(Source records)
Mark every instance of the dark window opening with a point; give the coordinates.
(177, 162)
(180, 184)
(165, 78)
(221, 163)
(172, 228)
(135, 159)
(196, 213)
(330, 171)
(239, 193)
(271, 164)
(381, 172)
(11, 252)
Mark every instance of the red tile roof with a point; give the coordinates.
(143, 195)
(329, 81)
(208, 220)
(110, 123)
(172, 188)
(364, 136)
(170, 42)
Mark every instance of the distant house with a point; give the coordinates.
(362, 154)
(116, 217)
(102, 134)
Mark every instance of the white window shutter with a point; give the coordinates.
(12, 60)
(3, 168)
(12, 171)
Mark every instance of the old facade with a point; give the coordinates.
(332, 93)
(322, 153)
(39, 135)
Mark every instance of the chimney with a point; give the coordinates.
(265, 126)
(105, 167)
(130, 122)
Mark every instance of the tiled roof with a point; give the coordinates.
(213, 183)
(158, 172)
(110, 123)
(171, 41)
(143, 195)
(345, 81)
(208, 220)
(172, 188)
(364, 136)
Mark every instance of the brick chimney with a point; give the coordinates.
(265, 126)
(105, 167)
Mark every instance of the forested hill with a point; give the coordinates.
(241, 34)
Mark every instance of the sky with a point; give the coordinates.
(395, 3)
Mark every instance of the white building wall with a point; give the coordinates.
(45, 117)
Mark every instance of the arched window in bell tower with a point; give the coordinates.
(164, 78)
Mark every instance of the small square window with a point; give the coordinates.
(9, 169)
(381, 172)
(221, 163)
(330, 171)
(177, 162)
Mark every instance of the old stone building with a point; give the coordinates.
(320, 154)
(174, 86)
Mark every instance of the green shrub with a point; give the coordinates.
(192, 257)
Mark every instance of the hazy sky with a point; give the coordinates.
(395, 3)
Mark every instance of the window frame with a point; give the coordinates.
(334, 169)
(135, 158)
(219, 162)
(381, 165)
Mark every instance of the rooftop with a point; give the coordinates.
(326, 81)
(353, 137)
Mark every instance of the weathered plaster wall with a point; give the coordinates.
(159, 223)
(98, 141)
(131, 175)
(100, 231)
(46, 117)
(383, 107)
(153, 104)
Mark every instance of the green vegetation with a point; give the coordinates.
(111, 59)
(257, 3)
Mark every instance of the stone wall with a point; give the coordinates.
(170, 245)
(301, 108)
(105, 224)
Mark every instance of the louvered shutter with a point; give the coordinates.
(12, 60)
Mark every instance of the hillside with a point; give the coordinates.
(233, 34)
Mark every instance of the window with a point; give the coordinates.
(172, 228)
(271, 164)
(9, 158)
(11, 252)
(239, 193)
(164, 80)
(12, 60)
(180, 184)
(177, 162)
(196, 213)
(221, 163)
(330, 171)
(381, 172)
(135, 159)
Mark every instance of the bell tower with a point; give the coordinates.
==
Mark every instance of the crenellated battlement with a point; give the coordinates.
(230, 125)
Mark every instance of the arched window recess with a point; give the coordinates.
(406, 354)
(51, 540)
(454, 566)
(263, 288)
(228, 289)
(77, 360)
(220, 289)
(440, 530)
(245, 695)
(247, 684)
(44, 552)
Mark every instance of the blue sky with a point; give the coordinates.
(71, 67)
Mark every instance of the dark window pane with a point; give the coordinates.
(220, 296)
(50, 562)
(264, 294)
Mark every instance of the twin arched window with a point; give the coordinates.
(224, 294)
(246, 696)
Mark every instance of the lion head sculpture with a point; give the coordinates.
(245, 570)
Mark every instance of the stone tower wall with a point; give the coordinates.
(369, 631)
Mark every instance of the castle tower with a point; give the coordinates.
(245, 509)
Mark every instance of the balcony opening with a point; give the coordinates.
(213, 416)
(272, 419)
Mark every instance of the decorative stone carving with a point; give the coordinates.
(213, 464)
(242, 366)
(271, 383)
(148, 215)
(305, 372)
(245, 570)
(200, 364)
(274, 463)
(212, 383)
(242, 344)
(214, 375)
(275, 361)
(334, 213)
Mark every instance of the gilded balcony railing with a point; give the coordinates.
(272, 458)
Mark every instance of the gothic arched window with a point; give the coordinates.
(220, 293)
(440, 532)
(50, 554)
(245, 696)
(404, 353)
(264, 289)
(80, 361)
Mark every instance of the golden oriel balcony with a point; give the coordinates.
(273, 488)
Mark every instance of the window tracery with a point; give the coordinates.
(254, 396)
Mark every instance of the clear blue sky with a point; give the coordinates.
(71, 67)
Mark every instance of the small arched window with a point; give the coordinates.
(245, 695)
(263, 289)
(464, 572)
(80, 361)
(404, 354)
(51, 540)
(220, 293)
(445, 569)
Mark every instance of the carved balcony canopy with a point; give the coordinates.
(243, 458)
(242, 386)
--
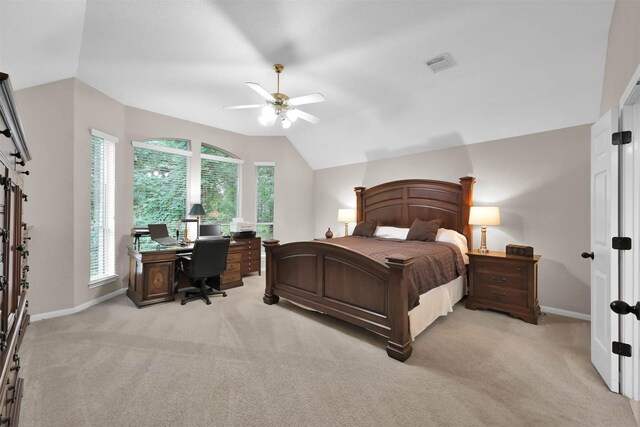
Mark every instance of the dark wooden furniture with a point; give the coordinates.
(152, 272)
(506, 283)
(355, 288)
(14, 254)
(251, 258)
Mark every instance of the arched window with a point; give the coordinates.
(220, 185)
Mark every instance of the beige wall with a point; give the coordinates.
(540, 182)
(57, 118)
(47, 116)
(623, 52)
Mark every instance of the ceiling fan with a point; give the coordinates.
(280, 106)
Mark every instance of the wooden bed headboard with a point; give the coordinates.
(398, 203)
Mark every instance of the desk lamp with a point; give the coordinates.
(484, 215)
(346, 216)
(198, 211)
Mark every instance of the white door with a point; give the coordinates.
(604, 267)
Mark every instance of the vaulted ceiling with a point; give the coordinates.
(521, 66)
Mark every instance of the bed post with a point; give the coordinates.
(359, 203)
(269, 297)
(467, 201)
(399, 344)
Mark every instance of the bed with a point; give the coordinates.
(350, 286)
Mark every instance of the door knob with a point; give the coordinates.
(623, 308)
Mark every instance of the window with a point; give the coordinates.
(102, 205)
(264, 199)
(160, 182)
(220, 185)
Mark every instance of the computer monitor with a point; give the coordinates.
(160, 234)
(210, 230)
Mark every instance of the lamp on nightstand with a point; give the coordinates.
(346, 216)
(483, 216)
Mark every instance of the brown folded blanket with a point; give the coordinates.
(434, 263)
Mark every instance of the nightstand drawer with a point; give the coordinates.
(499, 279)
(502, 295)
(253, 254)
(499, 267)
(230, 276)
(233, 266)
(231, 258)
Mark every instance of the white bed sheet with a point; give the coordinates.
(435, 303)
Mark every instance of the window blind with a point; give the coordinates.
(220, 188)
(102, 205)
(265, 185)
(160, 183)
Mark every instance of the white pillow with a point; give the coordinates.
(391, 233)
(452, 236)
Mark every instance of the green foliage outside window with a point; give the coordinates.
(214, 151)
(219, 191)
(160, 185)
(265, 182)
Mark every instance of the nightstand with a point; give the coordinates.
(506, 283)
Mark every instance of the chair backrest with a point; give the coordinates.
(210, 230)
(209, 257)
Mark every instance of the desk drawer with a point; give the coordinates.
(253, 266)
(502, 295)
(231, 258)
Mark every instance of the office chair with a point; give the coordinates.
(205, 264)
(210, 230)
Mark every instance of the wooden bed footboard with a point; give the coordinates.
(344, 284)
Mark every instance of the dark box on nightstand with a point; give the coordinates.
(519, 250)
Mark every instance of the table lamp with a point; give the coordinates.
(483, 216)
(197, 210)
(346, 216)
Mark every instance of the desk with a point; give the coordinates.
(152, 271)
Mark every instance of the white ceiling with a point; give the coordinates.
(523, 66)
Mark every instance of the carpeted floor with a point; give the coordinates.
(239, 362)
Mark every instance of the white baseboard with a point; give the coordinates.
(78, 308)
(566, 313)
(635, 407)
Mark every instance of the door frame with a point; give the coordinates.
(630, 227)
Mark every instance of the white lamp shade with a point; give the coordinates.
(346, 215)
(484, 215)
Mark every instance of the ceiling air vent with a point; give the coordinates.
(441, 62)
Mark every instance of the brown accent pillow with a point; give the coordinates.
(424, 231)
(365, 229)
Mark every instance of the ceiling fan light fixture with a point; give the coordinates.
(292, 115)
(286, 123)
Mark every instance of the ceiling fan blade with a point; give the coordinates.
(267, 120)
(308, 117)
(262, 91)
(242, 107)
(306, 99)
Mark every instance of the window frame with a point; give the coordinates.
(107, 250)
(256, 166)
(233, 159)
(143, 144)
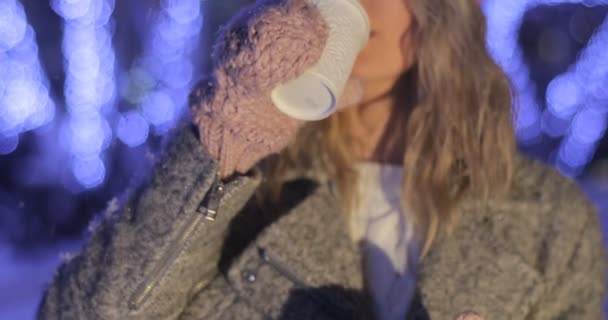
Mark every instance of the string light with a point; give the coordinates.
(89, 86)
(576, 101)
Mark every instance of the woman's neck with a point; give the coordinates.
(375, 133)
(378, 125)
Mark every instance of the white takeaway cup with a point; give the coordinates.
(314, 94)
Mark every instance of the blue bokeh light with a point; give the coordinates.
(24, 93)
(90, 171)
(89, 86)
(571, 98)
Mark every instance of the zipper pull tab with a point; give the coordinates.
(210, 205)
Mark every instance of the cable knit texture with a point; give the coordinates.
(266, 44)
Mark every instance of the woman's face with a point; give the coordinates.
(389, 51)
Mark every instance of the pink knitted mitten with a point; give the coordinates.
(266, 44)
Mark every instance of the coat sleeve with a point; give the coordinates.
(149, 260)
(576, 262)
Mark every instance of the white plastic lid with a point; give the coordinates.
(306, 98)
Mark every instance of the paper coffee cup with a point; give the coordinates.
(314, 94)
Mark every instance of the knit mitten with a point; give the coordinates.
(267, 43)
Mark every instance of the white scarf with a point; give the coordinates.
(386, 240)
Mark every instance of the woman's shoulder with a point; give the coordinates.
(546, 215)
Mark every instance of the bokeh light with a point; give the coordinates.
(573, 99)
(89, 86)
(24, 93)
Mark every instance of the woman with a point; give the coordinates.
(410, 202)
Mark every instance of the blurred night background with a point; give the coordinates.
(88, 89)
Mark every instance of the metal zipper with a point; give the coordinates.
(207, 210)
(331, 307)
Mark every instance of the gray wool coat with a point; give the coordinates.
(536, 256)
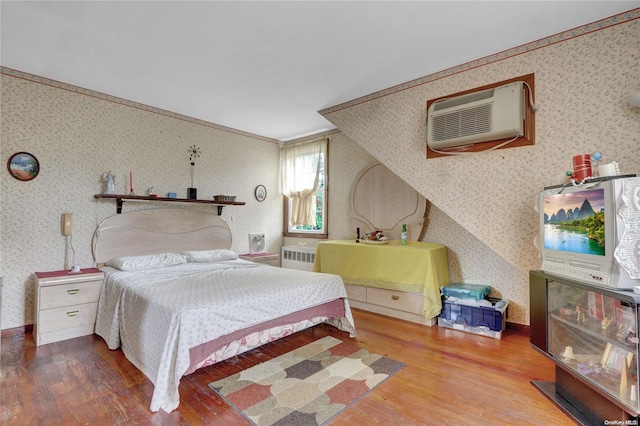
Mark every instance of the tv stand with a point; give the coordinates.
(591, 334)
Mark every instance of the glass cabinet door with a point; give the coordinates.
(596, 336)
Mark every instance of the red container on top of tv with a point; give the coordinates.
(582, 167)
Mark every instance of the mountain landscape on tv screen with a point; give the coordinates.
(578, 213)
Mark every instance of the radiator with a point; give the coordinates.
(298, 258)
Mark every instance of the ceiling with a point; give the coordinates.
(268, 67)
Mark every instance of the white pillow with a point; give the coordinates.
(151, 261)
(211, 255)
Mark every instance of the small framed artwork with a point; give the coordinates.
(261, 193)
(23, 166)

> [What you need to do]:
Filter the records above, keeping only each line that contains the string "zipper" with matching case, and copy those lines.

> [Result]:
Mark every instance of the zipper pull tab with a point; give the coordinates.
Mark every instance of the metal zipper with a point; give the coordinates.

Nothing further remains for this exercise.